Recast the items below as a two-column CSV with the header columns "prompt" and "points", one row per item, putting the item's text under "prompt" and its answer under "points". Enclose each field in double quotes and replace any line breaks inside a field with spaces.

**Point labeling dataset excerpts**.

↓↓↓

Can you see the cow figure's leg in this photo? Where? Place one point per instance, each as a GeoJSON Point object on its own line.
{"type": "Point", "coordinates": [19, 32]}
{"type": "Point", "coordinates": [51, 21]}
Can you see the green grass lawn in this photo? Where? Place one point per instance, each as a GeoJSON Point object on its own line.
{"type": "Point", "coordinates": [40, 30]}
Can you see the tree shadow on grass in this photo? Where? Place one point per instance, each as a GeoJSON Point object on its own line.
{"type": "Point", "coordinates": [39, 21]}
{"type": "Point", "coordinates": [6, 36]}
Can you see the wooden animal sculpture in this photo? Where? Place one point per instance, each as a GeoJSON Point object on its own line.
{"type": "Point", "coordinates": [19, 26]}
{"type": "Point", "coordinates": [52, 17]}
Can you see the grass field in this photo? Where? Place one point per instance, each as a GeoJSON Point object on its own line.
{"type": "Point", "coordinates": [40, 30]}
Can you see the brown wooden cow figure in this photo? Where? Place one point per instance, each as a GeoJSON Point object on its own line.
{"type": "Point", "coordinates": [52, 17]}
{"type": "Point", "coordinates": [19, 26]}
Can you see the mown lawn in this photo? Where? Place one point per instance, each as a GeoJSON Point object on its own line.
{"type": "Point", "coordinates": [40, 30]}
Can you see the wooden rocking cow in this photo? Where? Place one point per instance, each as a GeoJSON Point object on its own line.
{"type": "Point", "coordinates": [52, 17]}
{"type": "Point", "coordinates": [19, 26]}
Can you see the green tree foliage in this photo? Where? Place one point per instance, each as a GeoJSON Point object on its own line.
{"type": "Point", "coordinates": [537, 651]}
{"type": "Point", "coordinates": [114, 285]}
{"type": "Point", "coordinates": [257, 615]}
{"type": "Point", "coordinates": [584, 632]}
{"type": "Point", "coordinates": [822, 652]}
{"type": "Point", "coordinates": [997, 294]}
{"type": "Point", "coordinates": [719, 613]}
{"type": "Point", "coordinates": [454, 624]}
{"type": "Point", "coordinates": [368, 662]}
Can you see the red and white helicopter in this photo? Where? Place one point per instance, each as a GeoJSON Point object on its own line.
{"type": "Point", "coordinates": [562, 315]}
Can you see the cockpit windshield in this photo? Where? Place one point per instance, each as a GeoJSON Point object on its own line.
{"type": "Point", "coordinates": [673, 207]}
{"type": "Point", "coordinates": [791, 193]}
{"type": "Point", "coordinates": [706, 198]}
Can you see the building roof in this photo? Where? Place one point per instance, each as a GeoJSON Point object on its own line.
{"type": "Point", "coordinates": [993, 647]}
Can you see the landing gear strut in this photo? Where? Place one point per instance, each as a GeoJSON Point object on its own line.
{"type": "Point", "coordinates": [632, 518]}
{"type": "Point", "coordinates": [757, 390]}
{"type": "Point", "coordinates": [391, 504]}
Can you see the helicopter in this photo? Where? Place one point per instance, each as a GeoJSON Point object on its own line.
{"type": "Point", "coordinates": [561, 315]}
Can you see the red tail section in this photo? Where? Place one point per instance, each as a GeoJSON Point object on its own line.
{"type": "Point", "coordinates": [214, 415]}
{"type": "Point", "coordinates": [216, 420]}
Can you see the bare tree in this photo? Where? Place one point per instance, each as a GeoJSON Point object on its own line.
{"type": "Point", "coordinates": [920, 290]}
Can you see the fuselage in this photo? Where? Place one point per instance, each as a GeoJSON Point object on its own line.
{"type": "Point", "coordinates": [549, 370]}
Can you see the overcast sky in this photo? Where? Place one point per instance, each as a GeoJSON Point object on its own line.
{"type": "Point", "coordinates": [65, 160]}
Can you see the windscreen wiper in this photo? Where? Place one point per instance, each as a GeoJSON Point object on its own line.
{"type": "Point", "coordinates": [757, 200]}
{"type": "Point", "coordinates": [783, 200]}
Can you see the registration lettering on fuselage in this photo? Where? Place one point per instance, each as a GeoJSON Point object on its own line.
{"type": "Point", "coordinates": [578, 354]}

↑↑↑

**Solved exercise**.
prompt,points
"Can you see the cow figure's leg in this photo? Where? Place one point per instance, each as a GeoJSON Point object on its own line.","{""type"": ""Point"", ""coordinates"": [19, 32]} {""type"": ""Point"", ""coordinates"": [51, 21]}"
"Can you see the green grass lawn in this photo? Where? Place one point per instance, each as a GeoJSON Point object on its own line.","{""type"": ""Point"", ""coordinates"": [40, 30]}"
"Can you see the tree shadow on grass in this photo? Where? Place one point per instance, each as a GeoJSON Point object on its own line.","{""type"": ""Point"", ""coordinates"": [39, 21]} {""type"": ""Point"", ""coordinates"": [6, 36]}"
"Can you see the wooden animal sculpture in this photo? Where? Place one point per instance, each as a GeoJSON Point object on its own line.","{""type"": ""Point"", ""coordinates"": [19, 26]} {""type"": ""Point"", ""coordinates"": [52, 17]}"
"Can you see the grass field in this photo? Where? Place one point per instance, each as a GeoJSON Point object on its own line.","{""type"": ""Point"", ""coordinates"": [40, 30]}"
"Can you see the brown wooden cow figure in this photo? Where? Place one point per instance, each as a GeoJSON Point object on its own line.","{""type"": ""Point"", ""coordinates"": [52, 17]} {""type"": ""Point"", ""coordinates"": [19, 26]}"
"Can you see the mown lawn in this photo? Where? Place one point per instance, each as a GeoJSON Point object on its own line.","{""type"": ""Point"", ""coordinates"": [40, 30]}"
"Can you see the wooden rocking cow in this photo? Where? Place one point per instance, each as a GeoJSON Point object on its own line.","{""type"": ""Point"", ""coordinates"": [52, 17]} {""type"": ""Point"", ""coordinates"": [19, 26]}"
"Can you see the green tree foliage in this photo? Where? Place one point per instance, each as a GeoJSON Point object on its own line.","{""type"": ""Point"", ""coordinates"": [537, 651]} {""type"": ""Point"", ""coordinates"": [114, 285]} {""type"": ""Point"", ""coordinates"": [257, 615]} {""type"": ""Point"", ""coordinates"": [584, 632]} {""type"": ""Point"", ""coordinates"": [822, 652]} {""type"": ""Point"", ""coordinates"": [997, 294]} {""type"": ""Point"", ""coordinates"": [719, 613]} {""type"": ""Point"", ""coordinates"": [454, 624]} {""type"": ""Point"", ""coordinates"": [368, 662]}"
"Can you see the red and white helicopter in this photo? Where? Place one point per instance, each as a GeoJSON Point object on its own line.","{""type"": ""Point"", ""coordinates"": [562, 315]}"
"Can you see the cockpit windshield in this photo? Where? Place one point per instance, each as a GeoJSON Point object on its own line.","{""type"": ""Point"", ""coordinates"": [673, 207]} {""type"": ""Point"", ""coordinates"": [791, 193]} {""type"": ""Point"", ""coordinates"": [706, 198]}"
"Can you see the building roof in this photo? Where? Place one point per instance, each as a GeoJSON Point object on its own line.","{""type"": ""Point"", ""coordinates"": [993, 647]}"
"Can you see the landing gear strut in this photo? Where? Place one point per instance, each as a GeoJSON Point object on its own line.","{""type"": ""Point"", ""coordinates"": [632, 518]} {""type"": ""Point"", ""coordinates"": [757, 390]} {""type"": ""Point"", ""coordinates"": [391, 504]}"
"Can you see the helicopter in this photo? Where? Place one point per instance, each as a GeoJSON Point object on its own line.","{""type"": ""Point"", ""coordinates"": [561, 315]}"
"Can you see the red tail section in this photo? Where? Place one point per instance, each as a GeoJSON Point object on its own line.","{""type"": ""Point"", ""coordinates"": [214, 415]} {""type"": ""Point"", ""coordinates"": [216, 420]}"
"Can you see the bare tree in this photo? Where? Place one point per instance, each as a GeoJSON Point object on its own line.","{""type"": ""Point"", ""coordinates"": [920, 290]}"
"Can you see the fuselage in this photo? Where? Place one point per instance, each as a GeoJSON Point object on its own line.","{""type"": ""Point"", ""coordinates"": [549, 370]}"
"Can you see the overcast sky in this photo? Where? Place one point per instance, each as a GeoJSON Point object on its own line.","{""type"": ""Point"", ""coordinates"": [65, 160]}"
"Can you see the windscreen wiper in this photo? Where? Place one point per instance, each as a GeoJSON Point object on its own line.","{""type"": ""Point"", ""coordinates"": [757, 200]} {""type"": ""Point"", ""coordinates"": [783, 200]}"
"Can you see the registration lettering on fuselage in this photo? Where? Place one point per instance, each as a GeoJSON Point object on its own line.","{""type"": ""Point"", ""coordinates"": [578, 354]}"